TAREFAS DO EXERCÍCIO:
1. Transcreva fielmente o trecho do texto sobre a formação intelectual dos militares brasileiros compreendido entre "Militares são preparados" e "correr este risco.", inclusive.
2. Responda a estas perguntas com base no texto sobre a formação intelectual dos militares brasileiros:
(a) De quem era o livro comentado pelo cientista político?
(b) Que binômio o texto aponta como fundamental para o funcionamento da cadeia de comando?
(c) Quem dizia que um Rimbaud só aparecia a cada 300 anos?
3. Dê continuidade ao texto sobre a formação intelectual dos militares brasileiros, começando logo após a última frase apresentada.

TRECHO DE ORIGEM:
· · · · ·

Bananas & Cia Ltda.

Recentemente, um dos principais cientistas políticos do país na atualidade, ao comentar o livro do general Villas Boas, se disse impressionado com a limitação intelectual demonstrada pelo oficial que alcançou o mais alto posto da corporação.

O comentário é bem ilustrativo de como é desconhecida a realidade da formação intelectual dos militares brasileiros. O fato detectado pelo cientista não lhe deveria causar surpresa.

Não que não exista uma, digamos assim, “inteligência militar” na caserna: a capacidade de pensar estrategicamente e formular ações táticas. O problema é que o exercício intelectual dos militares, por conta da formação que recebem, opera em limites muito estreitos.

Militares são preparados para a guerra. O binômio hierarquia e disciplina, fundamental para o funcionamento da cadeia de comando, obviamente limita o desenvolvimento da atividade intelectual. Estimular em demasia o pensamento crítico é a base para motins, e nenhum comandante militar deseja correr este risco.

Não há lugar para dissensos numa instituição militar, ao menos para as questões de fundo. Nunca houve e nunca haverá. No Brasil, esta prerrogativa é de um minúsculo “núcleo duro” que, sem qualquer supervisão civil, define conteúdos e métodos da formação militar.

Por isso que as democracias saudáveis só podem existir com a submissão do poder militar ao poder civil. A tutela militar, baseada no mito de uma superioridade moral das FFAA, é coisa típica de repúblicas bananeiras. E o Brasil é a maior de todas.

Nélson Rodrigues dizia que os jovens eram umas bestas, que um Rimbaud só aparecia a cada 300 anos. Parafraseando o dramaturgo, também poderíamos dizer o mesmo dos militares brasileiros, que um Golbery do Couto e Silva só aparece a cada 400 anos.

· · · · ·

Itens de dados:

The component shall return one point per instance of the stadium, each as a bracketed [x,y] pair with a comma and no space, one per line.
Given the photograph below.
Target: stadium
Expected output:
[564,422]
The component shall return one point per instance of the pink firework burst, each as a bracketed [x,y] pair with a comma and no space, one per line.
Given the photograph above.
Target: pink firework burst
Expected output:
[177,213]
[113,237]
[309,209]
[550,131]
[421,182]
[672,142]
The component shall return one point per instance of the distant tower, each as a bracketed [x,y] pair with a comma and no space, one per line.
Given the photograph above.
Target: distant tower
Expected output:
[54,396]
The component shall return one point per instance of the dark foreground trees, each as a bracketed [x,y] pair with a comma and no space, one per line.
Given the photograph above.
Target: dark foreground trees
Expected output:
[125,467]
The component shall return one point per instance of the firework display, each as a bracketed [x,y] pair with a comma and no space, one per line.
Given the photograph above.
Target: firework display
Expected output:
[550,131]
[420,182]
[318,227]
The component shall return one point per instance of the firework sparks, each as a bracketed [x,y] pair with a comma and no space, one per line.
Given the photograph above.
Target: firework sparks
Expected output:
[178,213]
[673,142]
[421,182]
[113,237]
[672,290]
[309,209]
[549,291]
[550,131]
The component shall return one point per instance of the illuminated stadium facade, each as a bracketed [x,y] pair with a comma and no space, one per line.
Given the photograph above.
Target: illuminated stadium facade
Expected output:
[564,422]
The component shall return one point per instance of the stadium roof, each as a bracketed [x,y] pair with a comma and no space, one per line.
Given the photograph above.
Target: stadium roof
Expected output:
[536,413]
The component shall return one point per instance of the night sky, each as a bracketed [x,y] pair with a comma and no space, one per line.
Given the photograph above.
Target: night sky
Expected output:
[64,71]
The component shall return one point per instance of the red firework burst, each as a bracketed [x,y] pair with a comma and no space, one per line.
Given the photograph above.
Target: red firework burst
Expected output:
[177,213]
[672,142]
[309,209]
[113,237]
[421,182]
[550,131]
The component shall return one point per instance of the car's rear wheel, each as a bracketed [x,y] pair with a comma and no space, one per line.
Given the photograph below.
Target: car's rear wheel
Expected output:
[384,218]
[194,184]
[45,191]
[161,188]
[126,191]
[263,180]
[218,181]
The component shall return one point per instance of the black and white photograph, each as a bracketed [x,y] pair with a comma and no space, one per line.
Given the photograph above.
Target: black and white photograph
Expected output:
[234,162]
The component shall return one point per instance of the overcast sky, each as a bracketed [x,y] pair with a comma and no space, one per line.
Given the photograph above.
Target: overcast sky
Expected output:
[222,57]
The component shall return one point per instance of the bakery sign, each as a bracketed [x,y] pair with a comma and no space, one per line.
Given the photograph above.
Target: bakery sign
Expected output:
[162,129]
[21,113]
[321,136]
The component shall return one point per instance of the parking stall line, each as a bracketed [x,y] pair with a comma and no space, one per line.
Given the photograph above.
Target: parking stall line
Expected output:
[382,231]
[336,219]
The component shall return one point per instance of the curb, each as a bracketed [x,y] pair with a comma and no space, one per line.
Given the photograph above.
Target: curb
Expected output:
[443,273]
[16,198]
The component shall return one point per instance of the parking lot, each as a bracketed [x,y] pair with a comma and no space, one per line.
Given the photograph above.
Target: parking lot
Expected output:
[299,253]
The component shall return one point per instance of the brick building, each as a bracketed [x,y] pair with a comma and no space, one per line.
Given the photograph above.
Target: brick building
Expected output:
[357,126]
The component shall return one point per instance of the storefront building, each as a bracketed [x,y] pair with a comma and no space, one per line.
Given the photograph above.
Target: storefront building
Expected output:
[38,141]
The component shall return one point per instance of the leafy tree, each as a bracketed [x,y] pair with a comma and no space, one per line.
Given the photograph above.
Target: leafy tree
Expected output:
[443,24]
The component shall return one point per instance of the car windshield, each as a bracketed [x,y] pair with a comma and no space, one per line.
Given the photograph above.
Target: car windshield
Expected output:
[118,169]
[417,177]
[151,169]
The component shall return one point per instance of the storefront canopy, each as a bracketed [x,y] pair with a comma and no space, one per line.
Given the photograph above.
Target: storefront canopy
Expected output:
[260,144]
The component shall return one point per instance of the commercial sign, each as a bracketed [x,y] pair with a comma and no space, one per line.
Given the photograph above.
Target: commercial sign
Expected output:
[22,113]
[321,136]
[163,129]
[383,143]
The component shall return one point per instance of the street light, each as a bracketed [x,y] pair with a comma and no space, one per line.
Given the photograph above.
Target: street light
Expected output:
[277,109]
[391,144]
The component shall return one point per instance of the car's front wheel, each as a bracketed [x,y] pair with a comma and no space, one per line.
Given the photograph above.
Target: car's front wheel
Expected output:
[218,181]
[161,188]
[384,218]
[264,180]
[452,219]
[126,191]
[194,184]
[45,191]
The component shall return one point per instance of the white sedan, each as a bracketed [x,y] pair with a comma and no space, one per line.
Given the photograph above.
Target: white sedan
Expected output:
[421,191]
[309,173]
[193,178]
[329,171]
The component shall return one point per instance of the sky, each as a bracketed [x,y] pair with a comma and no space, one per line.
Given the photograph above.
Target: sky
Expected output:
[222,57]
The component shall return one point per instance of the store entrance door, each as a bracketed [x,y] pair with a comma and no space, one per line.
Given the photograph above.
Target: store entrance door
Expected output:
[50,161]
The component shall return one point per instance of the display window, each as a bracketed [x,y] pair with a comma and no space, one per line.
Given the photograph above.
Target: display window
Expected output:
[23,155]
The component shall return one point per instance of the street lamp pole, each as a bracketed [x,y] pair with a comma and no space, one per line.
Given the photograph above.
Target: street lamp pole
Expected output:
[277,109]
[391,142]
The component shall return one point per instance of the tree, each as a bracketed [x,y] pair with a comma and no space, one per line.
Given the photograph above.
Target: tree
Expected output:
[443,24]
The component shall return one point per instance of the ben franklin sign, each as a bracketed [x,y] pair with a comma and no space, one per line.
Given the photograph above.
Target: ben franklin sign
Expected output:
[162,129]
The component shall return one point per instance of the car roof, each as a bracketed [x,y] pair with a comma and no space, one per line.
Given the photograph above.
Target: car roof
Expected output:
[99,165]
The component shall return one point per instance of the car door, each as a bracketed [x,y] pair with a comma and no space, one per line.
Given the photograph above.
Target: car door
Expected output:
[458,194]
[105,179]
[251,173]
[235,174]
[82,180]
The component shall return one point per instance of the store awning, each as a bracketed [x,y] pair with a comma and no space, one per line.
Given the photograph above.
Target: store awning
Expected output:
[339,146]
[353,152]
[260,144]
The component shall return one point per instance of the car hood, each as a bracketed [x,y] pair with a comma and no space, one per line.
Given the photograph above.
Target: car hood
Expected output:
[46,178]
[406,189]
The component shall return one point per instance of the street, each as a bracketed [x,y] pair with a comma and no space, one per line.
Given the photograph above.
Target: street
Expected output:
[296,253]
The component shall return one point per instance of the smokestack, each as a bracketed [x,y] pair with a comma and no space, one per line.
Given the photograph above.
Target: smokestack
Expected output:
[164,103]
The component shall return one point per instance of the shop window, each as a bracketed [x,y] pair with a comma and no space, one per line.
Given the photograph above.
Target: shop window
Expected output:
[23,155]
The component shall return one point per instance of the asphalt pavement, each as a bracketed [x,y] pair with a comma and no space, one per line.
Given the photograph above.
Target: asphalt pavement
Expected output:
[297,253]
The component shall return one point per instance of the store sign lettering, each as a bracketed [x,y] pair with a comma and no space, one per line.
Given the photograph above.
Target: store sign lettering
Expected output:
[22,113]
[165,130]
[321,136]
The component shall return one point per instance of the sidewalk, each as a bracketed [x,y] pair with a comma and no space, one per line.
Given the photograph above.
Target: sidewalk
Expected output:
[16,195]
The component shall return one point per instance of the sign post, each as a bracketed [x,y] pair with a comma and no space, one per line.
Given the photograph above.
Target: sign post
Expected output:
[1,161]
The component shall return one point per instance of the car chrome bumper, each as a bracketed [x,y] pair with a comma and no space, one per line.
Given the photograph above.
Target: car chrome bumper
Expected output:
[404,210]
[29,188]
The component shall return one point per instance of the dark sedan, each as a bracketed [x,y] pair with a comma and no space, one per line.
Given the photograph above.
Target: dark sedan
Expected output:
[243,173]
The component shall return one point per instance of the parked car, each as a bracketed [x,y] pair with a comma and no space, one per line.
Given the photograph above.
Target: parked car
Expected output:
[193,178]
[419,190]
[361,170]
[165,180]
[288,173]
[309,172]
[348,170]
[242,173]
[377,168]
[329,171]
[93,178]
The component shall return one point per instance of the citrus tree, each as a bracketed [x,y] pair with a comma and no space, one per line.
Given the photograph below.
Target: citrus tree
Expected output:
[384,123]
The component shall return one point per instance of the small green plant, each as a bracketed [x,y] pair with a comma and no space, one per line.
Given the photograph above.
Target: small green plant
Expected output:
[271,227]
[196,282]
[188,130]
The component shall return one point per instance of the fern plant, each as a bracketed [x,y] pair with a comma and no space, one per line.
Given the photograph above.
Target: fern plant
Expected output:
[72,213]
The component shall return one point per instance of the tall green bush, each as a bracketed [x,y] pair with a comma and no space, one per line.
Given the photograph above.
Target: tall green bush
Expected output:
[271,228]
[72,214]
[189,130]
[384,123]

· · · · ·

RESPOSTAS ESPERADAS:
1.
Militares são preparados para a guerra. O binômio hierarquia e disciplina, fundamental para o funcionamento da cadeia de comando, obviamente limita o desenvolvimento da atividade intelectual. Estimular em demasia o pensamento crítico é a base para motins, e nenhum comandante militar deseja correr este risco.

2.
(a) Do general Villas Boas.
(b) Hierarquia e disciplina.
(c) Nélson Rodrigues.

3.
Num depoimento para o filme documentário “Jango”, do cineasta Silvio Tendler, o general Mourão, que precipitou o golpe partindo com suas tropas de Minas Gerais em direção ao Rio de Janeiro, revela bem a distância intelectual que separava os típicos oficiais do exército do general Golbery. Disse ele que os generais estavam preparados para enfrentar um longa resistência (pra bom entendedor: estavam preparados para matar muitos brasileiros). E salientou que só Golbery discordava desta avaliação e acertou as previsões. Teria dito: “cai que nem um castelo de cartas”.

Golbery foi um personagem complexo da nossa história. Mentor e cúmplice de muitos crimes, de forte conservadorismo, de alinhamento férreo com a doutrina da guerra fria, Golbery tinha uma formação intelectual sofisticada para os padrões militares. Isso lhe dava a capacidade de fazer uma análise política mais acurada. Sem ele, a barbárie da ditadura militar no Brasil teria tido uma dimensão similar à da praticada no Chile e na Argentina. Graças a ele, o pensamento estreito e vulgar da Escola de Chicago não teve vez por aqui, com Roberto Campos, Simonsen e Delfim Netto no comando da economia. A modernização industrial foi promovida e, com o acordo nuclear assinado com a Alemanha, demonstrou que o alinhamento político não se atrelava à submissão econômica e tecnológica.

Enquanto viveu, Golbery agiu para colocar limites na chamada “linha dura”. Mas não impediu que a mediocridade reinante no generalato acabasse por dominar a formação dos oficiais que hoje comandam o Brasil.

O que torna mais dramático o caso brasileiro é o autismo da caserna, a auto imagem de uma superioridade moral que eles não tem nem nunca tiveram, que faz com que eles se julguem no direito de tutelar o poder civil. Não arredam pé desta visão nem depois de expostos pela gestão criminosa no Ministério da Saúde em plena pandemia. Este autismo, esta falta de noção, é o que permite os frequentes espetáculos bizarros como a tanqueciata, outra demonstração patética de bananismo. Mais uma vez, fomos motivo de piadas pelo mundo afora.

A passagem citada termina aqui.